■ Directions for this task: Check every line below for the string "negative". Copy the ones that have it.

■ Source material:
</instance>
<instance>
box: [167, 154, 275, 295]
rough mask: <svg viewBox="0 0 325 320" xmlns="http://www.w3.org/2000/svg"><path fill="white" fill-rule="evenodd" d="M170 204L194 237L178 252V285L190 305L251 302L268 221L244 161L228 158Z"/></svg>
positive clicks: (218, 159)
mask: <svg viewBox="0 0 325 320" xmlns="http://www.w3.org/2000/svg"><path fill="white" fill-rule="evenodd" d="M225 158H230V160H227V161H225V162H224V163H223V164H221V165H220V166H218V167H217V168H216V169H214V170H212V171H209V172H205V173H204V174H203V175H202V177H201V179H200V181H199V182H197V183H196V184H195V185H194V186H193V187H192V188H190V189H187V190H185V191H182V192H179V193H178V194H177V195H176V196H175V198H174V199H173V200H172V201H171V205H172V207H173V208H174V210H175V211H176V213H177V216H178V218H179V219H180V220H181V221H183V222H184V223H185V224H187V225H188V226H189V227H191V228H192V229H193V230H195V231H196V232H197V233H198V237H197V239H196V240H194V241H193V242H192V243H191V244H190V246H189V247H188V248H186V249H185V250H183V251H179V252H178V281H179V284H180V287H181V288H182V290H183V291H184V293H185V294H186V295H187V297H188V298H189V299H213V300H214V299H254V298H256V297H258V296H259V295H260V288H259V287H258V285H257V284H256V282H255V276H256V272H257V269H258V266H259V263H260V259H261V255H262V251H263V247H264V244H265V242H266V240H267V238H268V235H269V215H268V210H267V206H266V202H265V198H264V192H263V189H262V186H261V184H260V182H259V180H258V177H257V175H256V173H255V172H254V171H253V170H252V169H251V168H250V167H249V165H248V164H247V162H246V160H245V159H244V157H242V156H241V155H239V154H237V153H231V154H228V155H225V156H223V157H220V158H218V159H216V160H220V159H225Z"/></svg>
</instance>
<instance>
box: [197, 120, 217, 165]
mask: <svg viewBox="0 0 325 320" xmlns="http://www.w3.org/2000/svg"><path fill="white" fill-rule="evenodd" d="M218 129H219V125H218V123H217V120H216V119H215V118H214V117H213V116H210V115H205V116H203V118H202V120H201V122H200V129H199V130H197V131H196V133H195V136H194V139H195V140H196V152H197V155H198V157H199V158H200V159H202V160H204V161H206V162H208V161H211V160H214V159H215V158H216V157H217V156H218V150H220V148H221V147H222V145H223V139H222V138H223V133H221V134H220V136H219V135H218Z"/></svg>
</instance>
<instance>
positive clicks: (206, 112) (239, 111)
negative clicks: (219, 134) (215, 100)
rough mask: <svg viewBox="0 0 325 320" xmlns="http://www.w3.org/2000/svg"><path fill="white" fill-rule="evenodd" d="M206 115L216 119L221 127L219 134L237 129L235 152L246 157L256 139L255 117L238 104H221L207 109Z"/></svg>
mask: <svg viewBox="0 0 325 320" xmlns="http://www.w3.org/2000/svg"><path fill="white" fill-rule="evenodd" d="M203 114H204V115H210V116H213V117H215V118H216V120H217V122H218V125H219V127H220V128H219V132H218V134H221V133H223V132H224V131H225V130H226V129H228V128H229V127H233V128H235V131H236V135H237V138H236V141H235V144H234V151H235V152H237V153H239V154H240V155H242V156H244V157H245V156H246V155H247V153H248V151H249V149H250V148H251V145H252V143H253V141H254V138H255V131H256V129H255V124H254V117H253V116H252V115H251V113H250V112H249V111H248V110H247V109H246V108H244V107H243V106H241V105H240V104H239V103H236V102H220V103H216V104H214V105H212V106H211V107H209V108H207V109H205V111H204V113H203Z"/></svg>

* * *

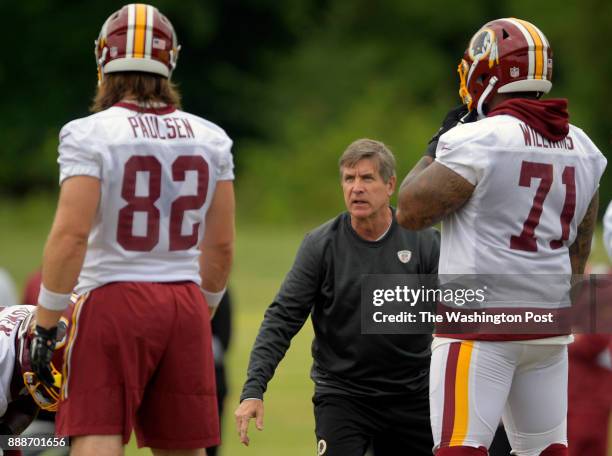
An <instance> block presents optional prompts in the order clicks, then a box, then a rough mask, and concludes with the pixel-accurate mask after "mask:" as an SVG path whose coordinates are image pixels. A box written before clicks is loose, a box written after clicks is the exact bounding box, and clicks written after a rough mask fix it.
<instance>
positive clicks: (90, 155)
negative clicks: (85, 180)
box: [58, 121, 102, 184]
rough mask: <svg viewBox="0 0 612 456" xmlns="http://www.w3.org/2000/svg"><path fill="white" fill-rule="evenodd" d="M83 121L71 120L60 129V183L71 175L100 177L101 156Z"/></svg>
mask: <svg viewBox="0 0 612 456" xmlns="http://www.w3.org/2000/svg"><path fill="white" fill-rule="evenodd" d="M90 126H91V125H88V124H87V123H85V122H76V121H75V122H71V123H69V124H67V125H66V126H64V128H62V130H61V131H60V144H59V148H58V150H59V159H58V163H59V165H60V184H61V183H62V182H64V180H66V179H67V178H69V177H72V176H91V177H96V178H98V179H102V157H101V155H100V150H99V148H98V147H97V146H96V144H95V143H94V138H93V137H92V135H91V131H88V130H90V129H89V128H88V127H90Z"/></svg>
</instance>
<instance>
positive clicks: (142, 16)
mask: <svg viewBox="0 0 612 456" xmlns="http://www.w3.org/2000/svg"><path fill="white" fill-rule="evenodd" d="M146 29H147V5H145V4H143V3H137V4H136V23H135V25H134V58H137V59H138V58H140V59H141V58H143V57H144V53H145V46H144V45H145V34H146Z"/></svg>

...

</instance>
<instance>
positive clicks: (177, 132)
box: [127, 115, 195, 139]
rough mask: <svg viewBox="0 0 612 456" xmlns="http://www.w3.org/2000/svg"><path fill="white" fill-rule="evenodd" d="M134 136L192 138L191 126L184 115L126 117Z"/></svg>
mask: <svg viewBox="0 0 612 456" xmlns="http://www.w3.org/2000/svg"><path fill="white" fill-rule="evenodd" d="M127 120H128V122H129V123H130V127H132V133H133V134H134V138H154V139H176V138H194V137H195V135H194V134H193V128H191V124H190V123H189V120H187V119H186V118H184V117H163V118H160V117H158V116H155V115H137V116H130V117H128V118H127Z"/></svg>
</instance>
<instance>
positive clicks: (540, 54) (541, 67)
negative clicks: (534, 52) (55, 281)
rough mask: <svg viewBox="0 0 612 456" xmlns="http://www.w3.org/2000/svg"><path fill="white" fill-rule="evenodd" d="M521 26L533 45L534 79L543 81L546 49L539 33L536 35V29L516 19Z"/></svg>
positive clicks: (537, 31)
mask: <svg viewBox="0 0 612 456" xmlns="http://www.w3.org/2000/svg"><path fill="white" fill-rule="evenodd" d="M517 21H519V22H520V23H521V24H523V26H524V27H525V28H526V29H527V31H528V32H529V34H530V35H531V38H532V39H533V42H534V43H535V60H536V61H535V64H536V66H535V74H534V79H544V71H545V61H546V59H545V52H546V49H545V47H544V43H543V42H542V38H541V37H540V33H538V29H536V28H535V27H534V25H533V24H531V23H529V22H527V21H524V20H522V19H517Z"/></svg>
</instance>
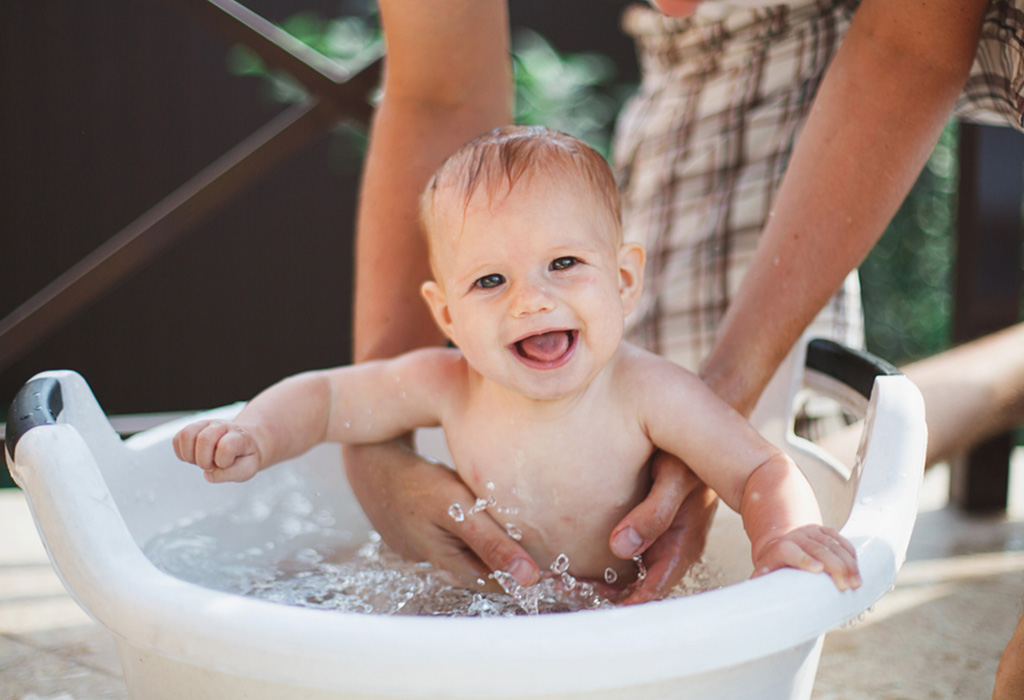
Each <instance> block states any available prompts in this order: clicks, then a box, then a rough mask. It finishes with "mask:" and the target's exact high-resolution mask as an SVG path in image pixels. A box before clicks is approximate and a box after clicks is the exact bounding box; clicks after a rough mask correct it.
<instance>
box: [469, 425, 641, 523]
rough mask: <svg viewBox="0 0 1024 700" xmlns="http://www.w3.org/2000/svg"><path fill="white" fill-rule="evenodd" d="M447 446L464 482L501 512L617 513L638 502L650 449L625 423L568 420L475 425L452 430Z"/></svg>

■ Expected answer:
negative clicks: (219, 134) (215, 100)
negative clicks: (85, 180)
negative clicks: (534, 52) (55, 281)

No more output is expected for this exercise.